--- START OF SUPPLIED INFORMATION ---

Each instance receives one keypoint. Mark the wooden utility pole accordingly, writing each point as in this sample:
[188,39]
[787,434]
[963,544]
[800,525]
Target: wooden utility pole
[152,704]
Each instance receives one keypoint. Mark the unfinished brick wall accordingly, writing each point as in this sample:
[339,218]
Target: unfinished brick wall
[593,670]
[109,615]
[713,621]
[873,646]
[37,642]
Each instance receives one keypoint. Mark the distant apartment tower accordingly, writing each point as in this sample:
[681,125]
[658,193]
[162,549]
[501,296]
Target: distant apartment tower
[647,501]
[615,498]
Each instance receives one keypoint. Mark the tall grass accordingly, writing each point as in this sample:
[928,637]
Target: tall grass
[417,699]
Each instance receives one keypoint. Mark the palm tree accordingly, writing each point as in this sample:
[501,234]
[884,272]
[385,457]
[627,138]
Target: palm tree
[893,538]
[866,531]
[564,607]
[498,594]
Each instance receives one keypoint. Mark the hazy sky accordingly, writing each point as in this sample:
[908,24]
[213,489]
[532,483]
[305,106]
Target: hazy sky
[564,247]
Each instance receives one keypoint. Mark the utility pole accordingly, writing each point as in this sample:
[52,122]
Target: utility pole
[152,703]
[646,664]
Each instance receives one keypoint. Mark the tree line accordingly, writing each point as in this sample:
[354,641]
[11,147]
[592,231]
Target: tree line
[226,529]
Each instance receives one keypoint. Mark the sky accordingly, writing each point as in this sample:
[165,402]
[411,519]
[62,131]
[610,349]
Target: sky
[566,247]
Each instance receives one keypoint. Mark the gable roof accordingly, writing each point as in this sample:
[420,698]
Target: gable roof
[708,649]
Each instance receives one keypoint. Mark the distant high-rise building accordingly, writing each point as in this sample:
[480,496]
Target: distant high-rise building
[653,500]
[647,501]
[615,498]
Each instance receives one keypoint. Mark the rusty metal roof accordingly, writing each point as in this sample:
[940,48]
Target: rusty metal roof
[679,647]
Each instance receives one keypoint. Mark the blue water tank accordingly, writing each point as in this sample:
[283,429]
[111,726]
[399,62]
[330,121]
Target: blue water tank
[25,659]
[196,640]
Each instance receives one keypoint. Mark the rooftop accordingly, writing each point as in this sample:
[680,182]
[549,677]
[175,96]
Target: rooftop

--- END OF SUPPLIED INFORMATION ---

EXERCISE PROMPT: Can you write out the listing again, starting at the line that contains "Each instance receives one keypoint. Mark the sky" and ending after its final line, and give only those lines? Scale each answer coordinate by 1.8, round it to a whole number with halves going up, and keep the requests and their sample points unchanged.

WORKED SOLUTION:
Each instance receives one keypoint. Mark the sky accordingly, writing each point as in this sample:
[165,402]
[411,519]
[62,131]
[610,349]
Target: sky
[1019,445]
Each instance receives one keypoint. Mark the gable roof accordingly, writing each point as in this sample:
[420,698]
Target: gable roof
[1274,1168]
Each instance receives one keypoint. Mark the distant high-rise building accordingly, writing each point as in this sample:
[480,496]
Target: distant high-rise building
[1175,900]
[1165,902]
[1107,896]
Each instance receives one keypoint. Mark the rusty metal roof accordingly, writing each point as in this sample:
[940,48]
Target: rusty metal roof
[1222,1165]
Each instance receives one keypoint. Mark the blue water tank accordingly, writing each point as in this sample:
[283,429]
[111,726]
[399,62]
[330,121]
Target: blue water tank
[45,1186]
[353,1152]
Each instance receives one keypoint. Mark the rooftop accordingly, writing each point as in this sample:
[680,182]
[549,677]
[175,96]
Target: rooftop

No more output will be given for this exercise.